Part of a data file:
** START **
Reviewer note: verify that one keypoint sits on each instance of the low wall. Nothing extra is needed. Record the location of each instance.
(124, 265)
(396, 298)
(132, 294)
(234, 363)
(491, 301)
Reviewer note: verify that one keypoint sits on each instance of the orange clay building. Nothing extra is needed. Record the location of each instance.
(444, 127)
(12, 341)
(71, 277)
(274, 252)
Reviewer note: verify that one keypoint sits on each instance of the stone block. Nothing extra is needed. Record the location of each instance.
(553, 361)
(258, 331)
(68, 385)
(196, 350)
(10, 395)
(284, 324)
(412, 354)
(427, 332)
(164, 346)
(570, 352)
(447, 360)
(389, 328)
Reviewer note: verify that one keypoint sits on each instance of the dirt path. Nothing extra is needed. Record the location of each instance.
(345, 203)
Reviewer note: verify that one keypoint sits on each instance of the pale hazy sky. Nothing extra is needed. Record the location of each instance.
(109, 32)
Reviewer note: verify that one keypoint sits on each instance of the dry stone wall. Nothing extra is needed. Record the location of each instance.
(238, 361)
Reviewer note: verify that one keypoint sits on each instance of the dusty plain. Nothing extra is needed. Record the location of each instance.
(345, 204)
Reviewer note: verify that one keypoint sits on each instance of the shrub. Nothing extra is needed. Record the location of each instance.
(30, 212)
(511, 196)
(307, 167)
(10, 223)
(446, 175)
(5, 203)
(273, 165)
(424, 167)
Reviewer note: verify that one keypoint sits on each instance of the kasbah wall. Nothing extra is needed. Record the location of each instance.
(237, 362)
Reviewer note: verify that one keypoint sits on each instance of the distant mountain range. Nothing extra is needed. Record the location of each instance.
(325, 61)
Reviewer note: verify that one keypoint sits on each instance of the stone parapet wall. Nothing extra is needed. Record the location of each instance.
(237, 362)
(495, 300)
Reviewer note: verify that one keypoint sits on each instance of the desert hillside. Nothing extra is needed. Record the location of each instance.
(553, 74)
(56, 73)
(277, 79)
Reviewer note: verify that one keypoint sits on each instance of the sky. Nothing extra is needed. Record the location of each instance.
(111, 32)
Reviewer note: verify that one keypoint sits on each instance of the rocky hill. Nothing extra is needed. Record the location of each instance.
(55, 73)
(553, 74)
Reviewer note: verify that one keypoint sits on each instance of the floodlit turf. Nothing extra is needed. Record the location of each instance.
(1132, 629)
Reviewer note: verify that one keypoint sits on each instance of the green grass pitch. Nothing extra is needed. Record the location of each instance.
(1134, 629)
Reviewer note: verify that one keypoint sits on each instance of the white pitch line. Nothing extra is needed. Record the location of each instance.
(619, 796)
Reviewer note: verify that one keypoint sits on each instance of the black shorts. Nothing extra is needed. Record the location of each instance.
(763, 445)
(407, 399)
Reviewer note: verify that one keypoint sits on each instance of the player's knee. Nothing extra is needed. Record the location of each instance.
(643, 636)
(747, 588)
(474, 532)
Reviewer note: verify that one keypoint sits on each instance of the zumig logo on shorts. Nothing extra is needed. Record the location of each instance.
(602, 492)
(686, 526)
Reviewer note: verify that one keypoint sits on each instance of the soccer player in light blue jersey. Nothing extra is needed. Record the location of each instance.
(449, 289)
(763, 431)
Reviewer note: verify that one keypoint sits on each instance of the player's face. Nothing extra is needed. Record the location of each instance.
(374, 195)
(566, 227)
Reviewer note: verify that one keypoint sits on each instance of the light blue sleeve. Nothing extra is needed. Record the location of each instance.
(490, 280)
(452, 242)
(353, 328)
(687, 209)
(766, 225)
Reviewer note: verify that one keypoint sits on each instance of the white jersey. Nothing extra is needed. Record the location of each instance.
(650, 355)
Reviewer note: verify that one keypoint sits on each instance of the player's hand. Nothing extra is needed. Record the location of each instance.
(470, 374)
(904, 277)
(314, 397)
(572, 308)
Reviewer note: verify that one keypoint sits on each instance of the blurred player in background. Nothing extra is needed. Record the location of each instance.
** END **
*Aim*
Copy the listing above line for line, changing nothing.

*Response to the task*
Reviewer note: verify that one keypoint sits on each instance of the low wall. Nothing extra is needed. Record the location of each instance.
(124, 265)
(396, 298)
(132, 294)
(234, 363)
(491, 301)
Reviewer note: verify that one keypoint sits on each instance of the orange clay building. Nothing extra is needed. Record the location of each instance.
(444, 127)
(12, 341)
(71, 277)
(274, 252)
Reviewer note: verify that one keypoint sits on each instance of the stone block. Nothing extra is needed. Record the location of each instance.
(553, 361)
(258, 331)
(68, 385)
(196, 350)
(10, 395)
(284, 324)
(412, 354)
(427, 332)
(164, 346)
(570, 352)
(447, 360)
(389, 328)
Reviewer note: verify that one keypoint sits on each instance of the dirt path. Nothing extra is needed. Record the location of each instance.
(345, 203)
Reviewer note: verify that one keypoint sits on each instance of the pale hazy sky. Nothing extra is needed. Record the location of each instance.
(109, 32)
Reviewer note: verify that one keypoint sits on each instance of the dry stone wall. Nothing extra is needed. Record the location of each instance.
(238, 361)
Reviewer note: verify that one keypoint sits on each instance of the dusty plain. Nothing extra is needed. Record the location of each instance.
(345, 204)
Reviewer note: verify that one keypoint sits on each instance of the shrub. Nothing extra is needed. Record the location of each instance.
(30, 212)
(511, 196)
(307, 167)
(10, 223)
(446, 175)
(5, 203)
(273, 165)
(424, 167)
Reviewer note: verify that one keypoint sits on each instance of the kasbah wall. Nothing extra is needed. Record the location of each instance.
(237, 362)
Reviewer note: verify that one keypoint sits on each instance of the distant mountain range. Nothing extra is needed. Record the location of each instance.
(325, 61)
Reviewer note: verify that one keypoint sits on each instance of the stone parapet wall. Nothing extra is needed. Record the location of each instance.
(237, 362)
(495, 300)
Reviewer note: verify that one keypoint sits on each instance of the desert hillside. Nothing extra is needed. Record the location of each instance.
(553, 74)
(56, 73)
(277, 79)
Reviewer note: verify that one keypoint sits on each instance of the sky. Nothing extra is needed. Record the location of each instance.
(111, 32)
Reviewer note: verify that one keypoint sits on each instance of the rocky hill. Nothing extra is needed. Record the location of each instance.
(55, 73)
(553, 74)
Reviewer note: verify that one keypoint sits on each instance of the floodlit turf. Nothing extra is needed. Record the location of each instance.
(1132, 629)
Reviewer note: verify that one keypoint sits on each instance of the green grass pitch. Nothing extra is needed. Record the location of each instance.
(1134, 629)
Reviewer note: verify that one keypoint sits on each instance of the white pitch line. Nothing extra is needed. Record the location of each instance.
(619, 796)
Reviewer note: verify that one keypoint sits on each instance of the black shorts. Nothing extra is needed. Record the location of each instance.
(763, 445)
(407, 399)
Reviewer note: verify that one keypoint sits on each instance of the player's knee. Nothing extra is needed. Record the location of each instance.
(643, 636)
(747, 588)
(474, 532)
Reviewer note: verify that one keypoint sits on each instance of the zumig logo on shorts. Nothing extra is needed. Record the location of each instance.
(602, 492)
(686, 526)
Reviewer note: verify that one keypoint sits on each instance of the soccer player in light blue jersey. Nothing extra is needed. Record the location of each instance.
(449, 289)
(763, 431)
Reviewer note: verify that one keypoint sits on each instance of the player's face. Nothing extra is needed. Record the location of each instance.
(374, 195)
(566, 227)
Reviewer note: verify that one keypoint sits on each instance of the light blue sleeve. Nothing extra is needed. Record the location of each instance.
(490, 280)
(452, 242)
(353, 328)
(687, 209)
(766, 225)
Reviewer note: verify that one keypoint sits on each instance of the white jersey. Nothing extra is needed. Record the location of each instance.
(650, 355)
Reviewer note: verify that one keypoint sits on each instance of the player's hand. Nothing extra is needed. Record the location of each instance.
(470, 374)
(904, 277)
(314, 397)
(572, 308)
Reviewer note: verify that one keypoint sits on each instance of the blurred player in background. Nothing extra is needed. Record the location of each instance.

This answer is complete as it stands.